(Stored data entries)
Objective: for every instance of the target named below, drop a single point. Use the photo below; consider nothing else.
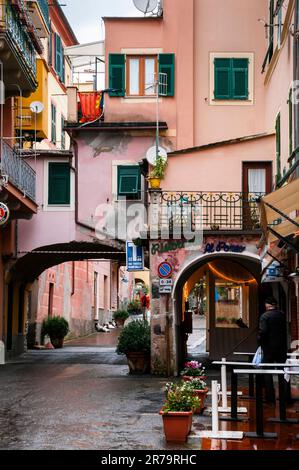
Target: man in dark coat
(272, 337)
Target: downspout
(296, 80)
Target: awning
(281, 204)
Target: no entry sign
(165, 270)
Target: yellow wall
(41, 94)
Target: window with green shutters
(167, 66)
(117, 74)
(53, 123)
(129, 182)
(278, 149)
(231, 79)
(59, 183)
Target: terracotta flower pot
(201, 394)
(177, 425)
(138, 362)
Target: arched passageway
(224, 290)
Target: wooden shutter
(222, 79)
(59, 183)
(240, 79)
(117, 74)
(167, 65)
(129, 182)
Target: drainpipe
(296, 79)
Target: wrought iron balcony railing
(11, 25)
(185, 211)
(19, 173)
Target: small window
(59, 184)
(53, 123)
(129, 182)
(231, 79)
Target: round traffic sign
(165, 270)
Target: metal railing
(19, 173)
(175, 210)
(10, 23)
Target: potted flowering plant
(158, 172)
(177, 411)
(193, 369)
(199, 389)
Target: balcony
(19, 173)
(17, 50)
(176, 213)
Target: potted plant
(135, 342)
(120, 316)
(56, 328)
(199, 389)
(177, 412)
(134, 307)
(157, 174)
(193, 369)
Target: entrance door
(257, 181)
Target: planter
(57, 342)
(154, 183)
(188, 378)
(138, 362)
(201, 394)
(177, 425)
(120, 322)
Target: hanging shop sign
(223, 246)
(165, 270)
(166, 282)
(4, 213)
(135, 257)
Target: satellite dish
(146, 6)
(152, 153)
(36, 107)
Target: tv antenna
(36, 107)
(146, 6)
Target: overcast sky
(85, 15)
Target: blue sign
(135, 257)
(165, 270)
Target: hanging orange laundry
(91, 105)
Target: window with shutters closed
(129, 182)
(231, 79)
(59, 186)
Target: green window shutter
(240, 79)
(53, 123)
(129, 182)
(290, 103)
(59, 183)
(117, 74)
(222, 79)
(167, 66)
(278, 149)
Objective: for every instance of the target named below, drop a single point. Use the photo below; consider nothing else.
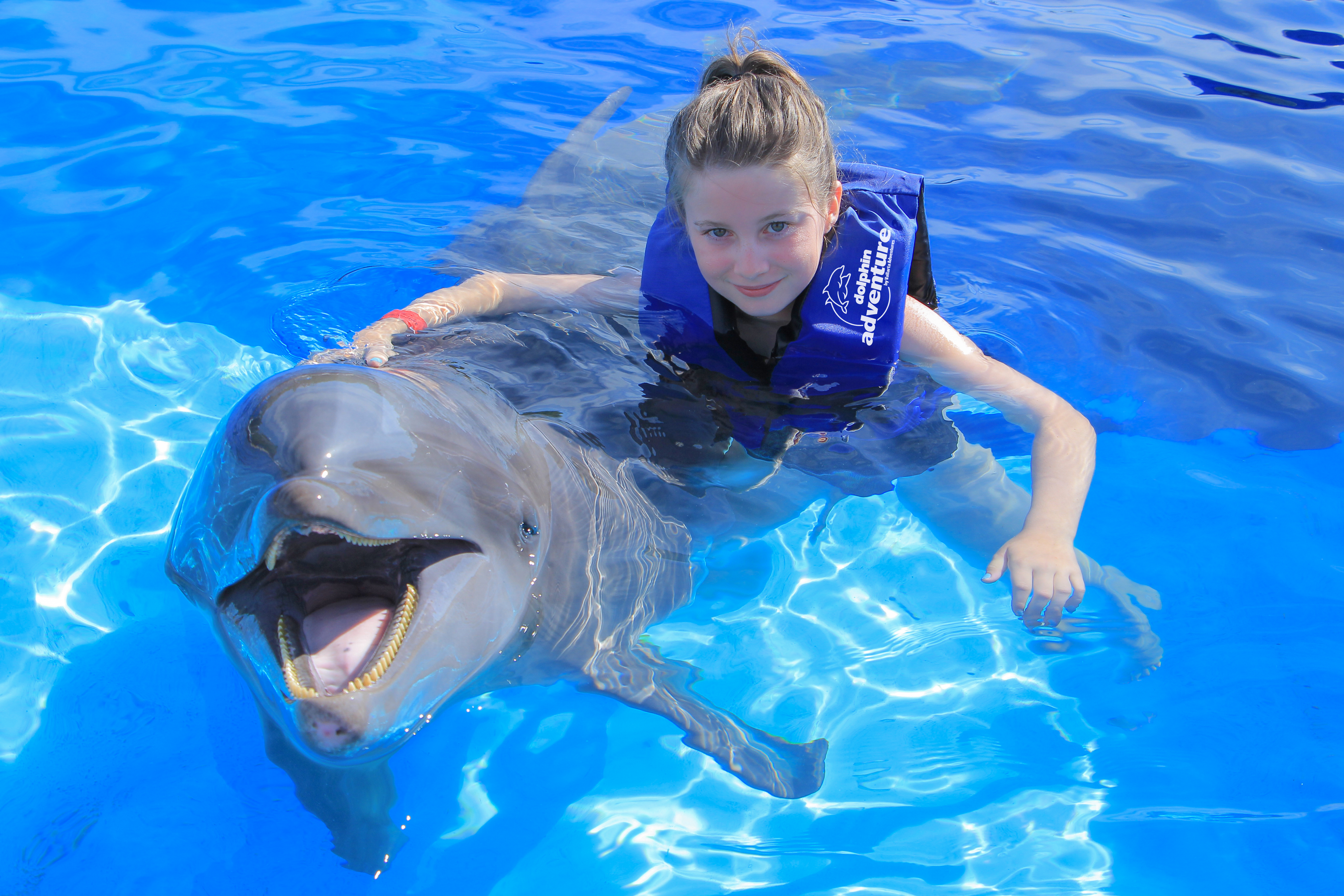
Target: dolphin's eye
(257, 438)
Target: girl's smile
(757, 234)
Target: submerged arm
(1041, 559)
(492, 293)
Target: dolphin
(372, 545)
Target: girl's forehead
(744, 191)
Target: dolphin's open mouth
(337, 605)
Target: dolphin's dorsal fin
(558, 169)
(646, 680)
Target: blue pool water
(1139, 205)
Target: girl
(776, 287)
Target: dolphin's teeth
(285, 637)
(277, 545)
(392, 641)
(365, 543)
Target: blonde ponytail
(752, 109)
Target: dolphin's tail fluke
(643, 679)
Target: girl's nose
(752, 261)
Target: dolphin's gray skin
(533, 554)
(333, 496)
(586, 212)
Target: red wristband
(410, 319)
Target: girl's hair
(752, 109)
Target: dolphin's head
(367, 543)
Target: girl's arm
(1041, 559)
(491, 293)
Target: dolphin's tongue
(342, 637)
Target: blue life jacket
(847, 327)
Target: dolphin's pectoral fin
(353, 802)
(643, 679)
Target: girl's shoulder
(878, 179)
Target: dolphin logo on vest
(862, 304)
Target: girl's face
(757, 234)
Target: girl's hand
(1045, 574)
(372, 346)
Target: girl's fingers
(1021, 590)
(1042, 594)
(1080, 590)
(1062, 594)
(996, 568)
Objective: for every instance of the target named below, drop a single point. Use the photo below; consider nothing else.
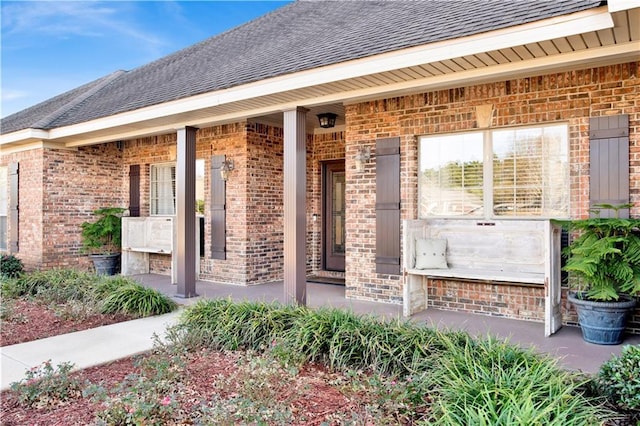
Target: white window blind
(4, 206)
(519, 172)
(163, 189)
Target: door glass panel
(338, 213)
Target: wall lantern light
(327, 120)
(227, 166)
(362, 157)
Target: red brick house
(469, 116)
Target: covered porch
(566, 345)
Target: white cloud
(12, 95)
(65, 19)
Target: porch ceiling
(614, 38)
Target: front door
(334, 216)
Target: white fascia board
(26, 135)
(598, 56)
(29, 146)
(581, 22)
(589, 57)
(618, 5)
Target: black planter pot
(602, 323)
(106, 264)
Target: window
(4, 207)
(163, 188)
(519, 172)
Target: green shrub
(9, 288)
(144, 398)
(619, 379)
(10, 266)
(338, 338)
(449, 377)
(489, 382)
(138, 300)
(223, 324)
(45, 386)
(58, 285)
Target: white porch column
(186, 212)
(295, 194)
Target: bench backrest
(496, 245)
(155, 232)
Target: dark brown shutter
(388, 206)
(218, 207)
(609, 162)
(14, 213)
(134, 190)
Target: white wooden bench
(144, 235)
(501, 251)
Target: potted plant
(605, 262)
(101, 239)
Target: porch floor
(566, 345)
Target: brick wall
(254, 198)
(58, 190)
(572, 97)
(30, 205)
(77, 182)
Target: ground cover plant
(47, 303)
(256, 363)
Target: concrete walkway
(85, 348)
(103, 344)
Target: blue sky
(49, 47)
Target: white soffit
(618, 5)
(370, 71)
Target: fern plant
(605, 257)
(103, 236)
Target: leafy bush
(45, 386)
(619, 379)
(606, 255)
(104, 234)
(489, 382)
(9, 288)
(10, 266)
(58, 285)
(137, 300)
(483, 382)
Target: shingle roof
(299, 36)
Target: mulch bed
(30, 320)
(311, 397)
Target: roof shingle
(296, 37)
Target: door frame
(328, 168)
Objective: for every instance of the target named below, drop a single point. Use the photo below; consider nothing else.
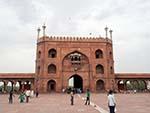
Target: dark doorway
(76, 82)
(51, 86)
(100, 86)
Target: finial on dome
(106, 30)
(44, 27)
(38, 32)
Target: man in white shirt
(111, 102)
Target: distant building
(88, 61)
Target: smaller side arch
(99, 69)
(98, 54)
(52, 53)
(100, 85)
(52, 69)
(51, 86)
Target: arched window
(51, 68)
(100, 85)
(99, 69)
(39, 54)
(52, 53)
(98, 54)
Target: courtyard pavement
(60, 103)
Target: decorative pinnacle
(38, 30)
(44, 27)
(106, 30)
(111, 33)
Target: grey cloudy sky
(129, 19)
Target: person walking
(27, 96)
(87, 97)
(36, 93)
(111, 101)
(22, 97)
(11, 95)
(72, 98)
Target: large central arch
(76, 82)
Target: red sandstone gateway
(74, 62)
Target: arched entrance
(100, 86)
(76, 82)
(51, 86)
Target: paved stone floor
(60, 103)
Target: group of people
(111, 100)
(24, 95)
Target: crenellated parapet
(74, 39)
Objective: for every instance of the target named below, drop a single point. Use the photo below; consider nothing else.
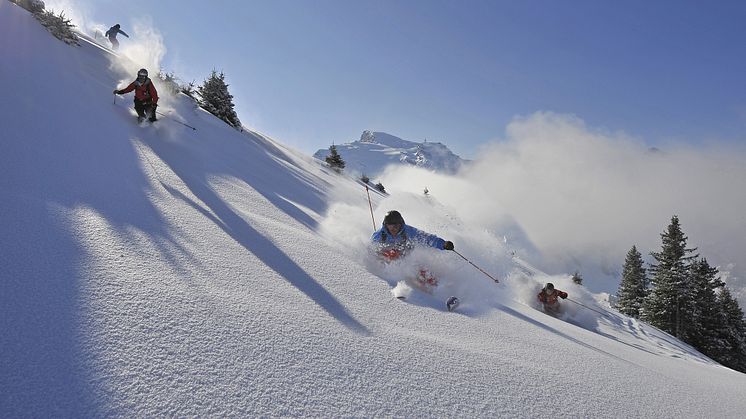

▸ INSTRUCTIONS FOR THE TASK
Word for word, restate each line above, minus its pictures.

▸ OUTPUT
Objective: for every instance of the target named below, drop a single point. Use the photo below; consider nothing else.
Target: man in dark coat
(272, 337)
Target: downspout
(296, 80)
Target: awning
(281, 204)
Target: no entry sign
(165, 270)
Target: yellow wall
(41, 94)
Target: window with green shutters
(167, 66)
(117, 74)
(53, 123)
(129, 182)
(278, 149)
(231, 79)
(59, 183)
Target: terracotta flower pot
(201, 394)
(177, 425)
(138, 362)
Target: arched passageway
(224, 290)
Target: wooden shutter
(222, 79)
(59, 183)
(240, 79)
(117, 74)
(167, 65)
(129, 182)
Target: drainpipe
(296, 79)
Target: wrought iron balcony railing
(11, 25)
(185, 211)
(19, 173)
Target: small window
(59, 184)
(53, 123)
(129, 182)
(231, 79)
Target: round traffic sign
(165, 270)
Target: metal railing
(19, 173)
(175, 210)
(10, 23)
Target: potted flowering plant
(158, 172)
(177, 411)
(193, 369)
(199, 389)
Target: balcony
(19, 173)
(17, 50)
(176, 213)
Target: potted plant
(135, 342)
(120, 316)
(56, 328)
(199, 389)
(177, 412)
(134, 307)
(157, 174)
(193, 369)
Target: entrance door
(257, 181)
Target: planter
(57, 342)
(154, 183)
(188, 378)
(138, 362)
(201, 394)
(177, 425)
(120, 322)
Target: hanging shop sign
(223, 246)
(165, 270)
(166, 282)
(4, 213)
(135, 257)
Target: satellite dish
(146, 6)
(152, 153)
(36, 107)
Target: tv antenna
(36, 107)
(146, 6)
Target: overcast sky
(85, 15)
Target: blue sign
(135, 257)
(165, 270)
Target: hanging orange laundry
(91, 105)
Target: window with shutters closed
(129, 182)
(231, 79)
(59, 186)
Target: green window shutter
(240, 79)
(53, 123)
(129, 182)
(290, 103)
(59, 183)
(117, 74)
(222, 79)
(167, 66)
(278, 149)
Objective: for every instance of the target named below, drop a single point. Use the photo below; consider nothing else.
Target: dolphin's eye
(257, 438)
Target: girl's smile
(757, 234)
Target: submerged arm
(1041, 559)
(492, 293)
Target: dolphin
(372, 545)
Target: girl's forehead
(744, 191)
Target: dolphin's open mouth
(337, 605)
Target: dolphin's dorsal fin
(558, 169)
(646, 680)
Target: blue pool water
(1139, 205)
Target: girl
(776, 287)
Target: dolphin's teeth
(285, 637)
(277, 545)
(392, 641)
(365, 543)
Target: blonde ponytail
(752, 109)
Target: dolphin's tail fluke
(643, 679)
Target: girl's nose
(752, 261)
Target: dolphin's gray skin
(533, 554)
(333, 496)
(586, 212)
Target: red wristband
(410, 319)
Target: girl's hair
(752, 109)
Target: dolphin's head
(367, 543)
Target: girl's arm
(1041, 559)
(491, 293)
Target: dolphin's tongue
(342, 637)
Target: blue life jacket
(847, 327)
Target: dolphin's pectoral fin
(353, 802)
(643, 679)
Target: girl's shoulder
(878, 179)
Target: dolphin logo on vest
(862, 304)
Target: girl's face
(757, 234)
Target: girl's hand
(1045, 574)
(372, 346)
Target: girl's fingers
(1021, 590)
(1042, 594)
(1080, 590)
(1062, 594)
(996, 568)
Objective: for every instance of the target named below, drop a single point. Use the photo below; consider nothing else.
Target: white window blind
(4, 206)
(519, 172)
(163, 189)
Target: door glass panel
(338, 213)
Target: wall lantern light
(327, 120)
(227, 166)
(362, 157)
Target: red brick house
(469, 116)
Target: covered porch
(566, 345)
Target: white cloud
(12, 95)
(65, 19)
Target: porch ceiling
(614, 38)
Target: front door
(334, 216)
Target: white fascia board
(26, 135)
(598, 56)
(29, 146)
(581, 22)
(589, 57)
(618, 5)
Target: black planter pot
(602, 323)
(106, 264)
Target: window
(4, 207)
(163, 188)
(519, 172)
Target: green shrub
(9, 288)
(144, 398)
(619, 379)
(10, 266)
(338, 338)
(449, 377)
(489, 382)
(138, 300)
(223, 324)
(45, 386)
(58, 285)
Target: white porch column
(186, 212)
(295, 194)
Target: bench backrest
(496, 245)
(155, 232)
Target: dark brown shutter
(388, 206)
(218, 207)
(609, 162)
(14, 213)
(134, 190)
Target: white wooden bench
(144, 235)
(501, 251)
Target: potted plant
(605, 262)
(101, 239)
Target: porch floor
(566, 345)
Target: brick wall
(254, 198)
(58, 190)
(572, 97)
(30, 205)
(77, 182)
Target: ground cover plant
(47, 303)
(256, 363)
Target: concrete walkway
(85, 348)
(103, 344)
Target: blue sky
(49, 47)
Target: white soffit
(618, 5)
(370, 71)
Target: fern plant
(605, 257)
(103, 236)
Target: leafy bush
(45, 386)
(619, 379)
(606, 255)
(104, 234)
(489, 382)
(9, 288)
(10, 266)
(58, 285)
(137, 300)
(483, 382)
Target: shingle roof
(299, 36)
Target: mulch bed
(30, 320)
(311, 397)
Target: roof shingle
(296, 37)
Target: door frame
(328, 168)
Objective: for every instance of the target named below, drop a single point. Use the photo below; consider nothing else.
Target: dark doorway
(76, 82)
(51, 86)
(100, 86)
Target: finial on dome
(106, 30)
(44, 27)
(38, 32)
Target: man in white shirt
(111, 102)
Target: distant building
(88, 61)
Target: smaller side arch
(99, 69)
(98, 54)
(52, 53)
(100, 85)
(52, 69)
(51, 86)
Target: arched window
(51, 68)
(100, 85)
(99, 69)
(39, 54)
(52, 53)
(98, 54)
Target: courtyard pavement
(60, 103)
Target: decorative pinnacle
(38, 30)
(44, 27)
(106, 30)
(111, 33)
Target: grey cloudy sky
(129, 19)
Target: person walking
(27, 96)
(87, 97)
(36, 93)
(111, 101)
(22, 97)
(11, 95)
(72, 98)
Target: large central arch
(76, 82)
Target: red sandstone gateway
(74, 62)
Target: arched entrance
(100, 86)
(76, 82)
(51, 86)
Target: paved stone floor
(60, 103)
Target: group of people
(111, 100)
(24, 95)
Target: crenellated parapet
(74, 39)
Objective: for every instance of the target named below, drop a single point. Use the photo below; consider nothing else.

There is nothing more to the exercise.